§ Goal:
Repeat the lines beginning at the one with "Locate the toaster" and running to the end of the material, keeping the first and last of them, exactly as they appear.

§ Pointing and labeling entries:
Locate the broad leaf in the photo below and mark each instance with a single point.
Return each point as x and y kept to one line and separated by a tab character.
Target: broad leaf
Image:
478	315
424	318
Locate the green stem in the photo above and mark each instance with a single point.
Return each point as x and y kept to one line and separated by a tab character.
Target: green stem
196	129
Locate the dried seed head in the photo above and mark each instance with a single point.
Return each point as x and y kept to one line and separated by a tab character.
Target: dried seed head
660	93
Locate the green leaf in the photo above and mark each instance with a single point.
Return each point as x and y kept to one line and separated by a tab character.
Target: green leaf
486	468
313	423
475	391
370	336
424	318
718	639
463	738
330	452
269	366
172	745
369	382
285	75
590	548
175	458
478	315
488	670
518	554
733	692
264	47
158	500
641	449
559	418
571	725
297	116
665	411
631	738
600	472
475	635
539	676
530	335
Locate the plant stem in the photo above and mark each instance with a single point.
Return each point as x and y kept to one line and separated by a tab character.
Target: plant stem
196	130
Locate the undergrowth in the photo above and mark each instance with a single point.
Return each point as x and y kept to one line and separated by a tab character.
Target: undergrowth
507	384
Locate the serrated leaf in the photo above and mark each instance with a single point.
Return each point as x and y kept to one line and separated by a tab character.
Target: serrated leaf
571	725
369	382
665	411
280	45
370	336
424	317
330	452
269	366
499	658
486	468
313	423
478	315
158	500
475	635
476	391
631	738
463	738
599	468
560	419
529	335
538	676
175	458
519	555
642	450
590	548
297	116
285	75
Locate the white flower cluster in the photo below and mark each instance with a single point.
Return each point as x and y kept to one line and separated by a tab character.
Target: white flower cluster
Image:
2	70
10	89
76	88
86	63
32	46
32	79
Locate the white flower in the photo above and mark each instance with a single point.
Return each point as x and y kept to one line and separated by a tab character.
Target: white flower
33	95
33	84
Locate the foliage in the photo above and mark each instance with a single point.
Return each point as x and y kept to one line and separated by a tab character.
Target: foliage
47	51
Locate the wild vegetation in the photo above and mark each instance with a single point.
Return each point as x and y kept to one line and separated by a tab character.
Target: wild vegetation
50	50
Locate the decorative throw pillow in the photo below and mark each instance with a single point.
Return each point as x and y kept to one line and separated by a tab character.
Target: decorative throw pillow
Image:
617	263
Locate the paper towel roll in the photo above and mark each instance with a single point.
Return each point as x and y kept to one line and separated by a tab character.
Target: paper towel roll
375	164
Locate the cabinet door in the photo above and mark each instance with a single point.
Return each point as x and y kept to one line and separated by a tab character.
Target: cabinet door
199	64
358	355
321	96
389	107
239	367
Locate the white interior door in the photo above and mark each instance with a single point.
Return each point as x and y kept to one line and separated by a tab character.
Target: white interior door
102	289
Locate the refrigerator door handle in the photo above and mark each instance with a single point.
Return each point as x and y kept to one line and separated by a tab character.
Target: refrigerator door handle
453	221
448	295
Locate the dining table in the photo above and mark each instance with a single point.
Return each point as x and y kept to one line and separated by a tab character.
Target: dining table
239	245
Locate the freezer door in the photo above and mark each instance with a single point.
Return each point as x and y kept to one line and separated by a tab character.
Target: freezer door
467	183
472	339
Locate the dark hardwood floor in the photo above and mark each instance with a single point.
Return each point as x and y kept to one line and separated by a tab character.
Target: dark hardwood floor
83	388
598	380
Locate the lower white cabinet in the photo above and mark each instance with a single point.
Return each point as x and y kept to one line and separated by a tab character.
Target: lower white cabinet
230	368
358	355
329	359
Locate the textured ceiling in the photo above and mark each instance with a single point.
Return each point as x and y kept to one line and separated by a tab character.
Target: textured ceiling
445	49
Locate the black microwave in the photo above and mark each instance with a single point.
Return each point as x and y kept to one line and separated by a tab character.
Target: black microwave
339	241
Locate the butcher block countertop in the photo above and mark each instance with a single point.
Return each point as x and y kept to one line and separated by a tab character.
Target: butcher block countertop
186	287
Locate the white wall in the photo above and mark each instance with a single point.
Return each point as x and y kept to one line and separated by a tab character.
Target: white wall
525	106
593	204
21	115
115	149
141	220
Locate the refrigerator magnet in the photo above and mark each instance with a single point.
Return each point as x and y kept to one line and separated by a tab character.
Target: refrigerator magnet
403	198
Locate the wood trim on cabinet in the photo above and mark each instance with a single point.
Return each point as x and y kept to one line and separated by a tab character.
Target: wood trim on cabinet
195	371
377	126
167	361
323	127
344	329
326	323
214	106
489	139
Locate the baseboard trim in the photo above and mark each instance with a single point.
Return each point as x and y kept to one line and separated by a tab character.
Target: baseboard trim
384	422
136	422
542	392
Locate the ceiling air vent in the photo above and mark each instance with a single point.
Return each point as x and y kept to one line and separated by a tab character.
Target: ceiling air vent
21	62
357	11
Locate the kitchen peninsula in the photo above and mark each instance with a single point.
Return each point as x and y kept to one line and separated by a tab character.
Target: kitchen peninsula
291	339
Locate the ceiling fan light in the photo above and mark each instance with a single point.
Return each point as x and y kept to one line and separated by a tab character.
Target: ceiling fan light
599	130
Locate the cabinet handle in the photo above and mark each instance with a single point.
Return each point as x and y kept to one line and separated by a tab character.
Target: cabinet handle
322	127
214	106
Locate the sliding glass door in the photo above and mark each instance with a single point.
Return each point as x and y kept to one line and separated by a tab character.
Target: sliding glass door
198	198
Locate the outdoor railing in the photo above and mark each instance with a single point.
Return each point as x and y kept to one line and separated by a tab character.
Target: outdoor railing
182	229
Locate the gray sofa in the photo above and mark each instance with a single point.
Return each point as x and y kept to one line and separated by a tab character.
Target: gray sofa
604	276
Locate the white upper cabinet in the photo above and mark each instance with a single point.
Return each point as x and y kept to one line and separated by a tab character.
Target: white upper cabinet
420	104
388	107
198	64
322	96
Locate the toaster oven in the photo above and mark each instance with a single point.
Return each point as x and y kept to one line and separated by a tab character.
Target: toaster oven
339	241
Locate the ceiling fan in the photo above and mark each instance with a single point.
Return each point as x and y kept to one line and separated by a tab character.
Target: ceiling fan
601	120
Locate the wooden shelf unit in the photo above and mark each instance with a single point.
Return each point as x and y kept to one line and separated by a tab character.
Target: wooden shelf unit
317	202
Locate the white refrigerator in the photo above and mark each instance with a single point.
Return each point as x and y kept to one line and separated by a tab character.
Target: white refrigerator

§ Solution:
Locate the toaster oven in the photo above and mark each instance with a single point.
Return each point as x and y kept to one line and separated by a tab character.
Target: toaster oven
339	241
Locate the ceiling fan in the photo above and mark each instance with a single point.
Return each point as x and y kept to one line and separated by a tab character.
Target: ceiling fan
601	120
Locate the wooden shelf unit in the photo above and mark each instance with a single point.
Return each point as x and y kept to one line and separated by a tab character.
Target: wooden shelf unit
317	202
Locate the white refrigerator in the photo above and mark each instance with a single point.
Return each point as x and y kept to one line and separated by a tab character.
Target: white refrigerator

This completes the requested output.